YOUR TASK
Convert the lines of the items below, beginning with the line that contains "The query is: couch armrest" and continuing through the line that contains "left=1266, top=321, right=1302, bottom=361", into a JSON list of strings with one string per line and blank lines omitted. Include only those lines.

RECORD EXTRACTS

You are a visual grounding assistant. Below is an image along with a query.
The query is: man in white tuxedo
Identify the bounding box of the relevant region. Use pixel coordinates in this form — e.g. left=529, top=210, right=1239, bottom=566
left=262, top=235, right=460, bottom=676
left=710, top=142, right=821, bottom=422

---

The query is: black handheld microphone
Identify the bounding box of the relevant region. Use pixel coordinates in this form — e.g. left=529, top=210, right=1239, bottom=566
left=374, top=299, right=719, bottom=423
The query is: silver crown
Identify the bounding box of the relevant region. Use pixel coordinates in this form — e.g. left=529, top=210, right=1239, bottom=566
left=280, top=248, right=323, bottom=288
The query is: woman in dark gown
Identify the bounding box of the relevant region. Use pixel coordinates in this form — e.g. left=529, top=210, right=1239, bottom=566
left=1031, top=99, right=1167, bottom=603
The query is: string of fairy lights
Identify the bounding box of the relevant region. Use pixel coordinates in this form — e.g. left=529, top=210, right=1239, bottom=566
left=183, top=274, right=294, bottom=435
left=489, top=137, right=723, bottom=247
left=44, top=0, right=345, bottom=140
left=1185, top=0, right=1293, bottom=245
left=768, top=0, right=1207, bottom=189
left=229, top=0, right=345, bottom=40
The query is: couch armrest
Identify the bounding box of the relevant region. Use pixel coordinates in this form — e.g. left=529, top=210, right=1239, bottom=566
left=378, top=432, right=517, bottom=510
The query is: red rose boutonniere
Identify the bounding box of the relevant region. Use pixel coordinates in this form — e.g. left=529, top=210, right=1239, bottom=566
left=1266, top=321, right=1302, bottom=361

EXERCISE SOLUTION
[
  "The query is: couch armrest",
  "Identify the bounding box of the relevant region. Use pixel coordinates in this form — e.g. left=529, top=210, right=1239, bottom=566",
  "left=378, top=432, right=517, bottom=510",
  "The query is: red rose boutonniere",
  "Identify the bounding box of the relevant region. Use pixel coordinates in this form — e.g. left=529, top=210, right=1239, bottom=566",
  "left=1266, top=321, right=1302, bottom=361"
]